Exercise passage =
┌──
Two distinct effects of PIP(2) underlie auxiliary subunit-dependent modulation of Slo1 BK channels

Phosphatidylinositol 4,5-bisphosphate (PIP(2)) plays a critical role in modulating the function of numerous ion channels, including large-conductance Ca(2+)- and voltage-dependent K(+) (BK, Slo1) channels. Slo1 BK channel complexes include four pore-forming Slo1 (α) subunits as well as various regulatory auxiliary subunits (β and γ) that are expressed in different tissues. We examined the molecular and biophysical mechanisms underlying the effects of brain-derived PIP(2) on human Slo1 BK channel complexes with different subunit compositions that were heterologously expressed in human embryonic kidney cells. PIP(2) inhibited macroscopic currents through Slo1 channels without auxiliary subunits and through Slo1 + γ1 complexes. In contrast, PIP(2) markedly increased macroscopic currents through Slo1 + β1 and Slo1 + β4 channel complexes and failed to alter macroscopic currents through Slo1 + β2 and Slo1 + β2 Δ2–19 channel complexes. Results obtained at various membrane potentials and divalent cation concentrations suggest that PIP(2) promotes opening of the ion conduction gate in all channel types, regardless of the specific subunit composition. However, in the absence of β subunits positioned near the voltage-sensor domains (VSDs), as in Slo1 and probably Slo1 + γ1, PIP(2) augments the negative surface charge on the cytoplasmic side of the membrane, thereby shifting the voltage dependence of VSD-mediated activation in the positive direction. When β1 or β4 subunits occupy the space surrounding the VSDs, only the stimulatory effect of PIP(2) is evident. The subunit compositions of native Slo1 BK channels differ in various cell types; thus, PIP(2) may exert distinct tissue- and divalent cation–dependent modulatory influences.
└──
Exercise brief =
Using the passage on PIP(2) and Slo1 BK channels, decide whether each statement agrees with it, and answer yes or no for each. Quote the exact words of the passage that settle each one.
1. PIP(2) reduced macroscopic currents through Slo1 + γ1 complexes.
2. PIP(2) increased macroscopic currents through Slo1 + β2 channel complexes.
3. The channel complexes were expressed in human embryonic kidney cells.
The material that comes next has no connection to the passage on PIP(2) and Slo1 BK channels.

(Natural-language object grounding data)
┌──
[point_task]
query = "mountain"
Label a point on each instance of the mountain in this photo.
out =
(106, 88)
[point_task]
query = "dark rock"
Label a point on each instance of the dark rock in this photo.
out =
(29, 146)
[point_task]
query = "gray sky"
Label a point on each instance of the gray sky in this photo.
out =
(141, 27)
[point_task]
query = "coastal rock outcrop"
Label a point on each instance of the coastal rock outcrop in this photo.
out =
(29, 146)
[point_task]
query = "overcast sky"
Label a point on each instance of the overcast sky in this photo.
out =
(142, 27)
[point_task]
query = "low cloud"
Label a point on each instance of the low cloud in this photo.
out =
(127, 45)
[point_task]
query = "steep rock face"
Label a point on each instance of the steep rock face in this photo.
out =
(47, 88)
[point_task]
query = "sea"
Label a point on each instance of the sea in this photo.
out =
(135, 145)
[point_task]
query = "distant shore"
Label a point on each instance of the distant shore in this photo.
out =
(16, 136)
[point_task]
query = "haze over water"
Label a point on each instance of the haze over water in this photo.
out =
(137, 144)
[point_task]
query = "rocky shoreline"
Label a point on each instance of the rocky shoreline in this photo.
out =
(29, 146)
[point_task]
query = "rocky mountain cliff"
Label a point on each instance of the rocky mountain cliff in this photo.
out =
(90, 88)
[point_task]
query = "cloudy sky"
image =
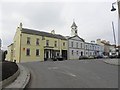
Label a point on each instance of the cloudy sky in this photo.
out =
(93, 18)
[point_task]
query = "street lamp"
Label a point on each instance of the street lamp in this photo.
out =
(113, 9)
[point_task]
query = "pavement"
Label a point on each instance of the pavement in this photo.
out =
(68, 74)
(22, 80)
(72, 74)
(112, 61)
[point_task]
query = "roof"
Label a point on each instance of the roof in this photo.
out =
(76, 36)
(41, 33)
(74, 25)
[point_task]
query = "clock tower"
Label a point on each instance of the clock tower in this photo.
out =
(74, 29)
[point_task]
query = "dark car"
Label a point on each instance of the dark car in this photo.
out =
(98, 57)
(83, 57)
(58, 58)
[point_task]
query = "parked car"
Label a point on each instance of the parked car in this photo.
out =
(91, 57)
(105, 57)
(58, 58)
(113, 56)
(83, 57)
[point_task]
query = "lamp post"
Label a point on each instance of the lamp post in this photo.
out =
(114, 9)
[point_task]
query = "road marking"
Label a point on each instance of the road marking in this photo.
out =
(67, 73)
(52, 68)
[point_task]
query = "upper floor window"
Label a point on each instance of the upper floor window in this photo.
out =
(28, 40)
(55, 43)
(81, 45)
(28, 51)
(93, 48)
(37, 52)
(72, 52)
(63, 43)
(37, 41)
(77, 45)
(47, 42)
(71, 44)
(77, 52)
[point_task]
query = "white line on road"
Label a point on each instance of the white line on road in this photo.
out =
(64, 72)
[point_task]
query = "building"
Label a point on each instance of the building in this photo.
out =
(93, 49)
(75, 47)
(33, 45)
(75, 44)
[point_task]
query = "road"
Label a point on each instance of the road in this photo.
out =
(72, 74)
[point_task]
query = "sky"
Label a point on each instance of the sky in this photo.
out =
(93, 18)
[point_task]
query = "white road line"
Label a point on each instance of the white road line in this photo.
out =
(64, 72)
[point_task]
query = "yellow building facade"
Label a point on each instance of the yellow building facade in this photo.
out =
(33, 45)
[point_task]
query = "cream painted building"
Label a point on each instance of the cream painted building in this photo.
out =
(33, 45)
(75, 44)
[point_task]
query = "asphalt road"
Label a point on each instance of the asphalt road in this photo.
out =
(72, 74)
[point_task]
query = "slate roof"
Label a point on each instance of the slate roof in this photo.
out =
(41, 33)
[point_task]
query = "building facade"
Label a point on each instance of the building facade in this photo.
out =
(93, 49)
(32, 45)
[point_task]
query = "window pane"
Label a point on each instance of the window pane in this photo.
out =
(28, 52)
(28, 40)
(55, 43)
(37, 41)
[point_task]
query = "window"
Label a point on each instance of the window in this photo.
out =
(77, 45)
(37, 41)
(77, 52)
(37, 52)
(47, 42)
(28, 52)
(63, 43)
(28, 40)
(86, 46)
(71, 44)
(81, 45)
(55, 43)
(72, 52)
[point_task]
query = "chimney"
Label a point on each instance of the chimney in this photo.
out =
(53, 31)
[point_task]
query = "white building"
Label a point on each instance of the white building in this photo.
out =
(75, 44)
(93, 49)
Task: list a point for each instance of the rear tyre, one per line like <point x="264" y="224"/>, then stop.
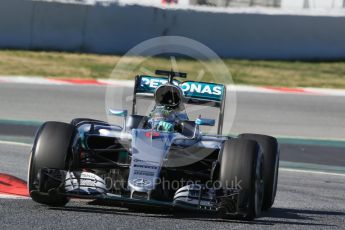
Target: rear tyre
<point x="241" y="167"/>
<point x="270" y="148"/>
<point x="51" y="149"/>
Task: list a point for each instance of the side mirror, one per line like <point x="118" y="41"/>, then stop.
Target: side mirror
<point x="204" y="121"/>
<point x="119" y="113"/>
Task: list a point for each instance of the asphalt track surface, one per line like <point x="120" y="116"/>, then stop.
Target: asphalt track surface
<point x="275" y="114"/>
<point x="305" y="200"/>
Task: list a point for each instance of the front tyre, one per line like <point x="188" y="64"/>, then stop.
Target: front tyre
<point x="241" y="165"/>
<point x="51" y="149"/>
<point x="270" y="148"/>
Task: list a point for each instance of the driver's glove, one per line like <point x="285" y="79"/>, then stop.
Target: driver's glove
<point x="165" y="126"/>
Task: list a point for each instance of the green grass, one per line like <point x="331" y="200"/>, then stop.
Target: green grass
<point x="264" y="73"/>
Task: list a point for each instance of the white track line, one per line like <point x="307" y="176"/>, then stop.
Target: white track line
<point x="13" y="197"/>
<point x="311" y="171"/>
└──
Reply to the exercise =
1. Yes: "PIP(2) inhibited macroscopic currents through Slo1 channels without auxiliary subunits and through Slo1 + γ1 complexes."
2. No: "failed to alter macroscopic currents through Slo1 + β2 and Slo1 + β2 Δ2–19 channel complexes."
3. Yes: "heterologously expressed in human embryonic kidney cells."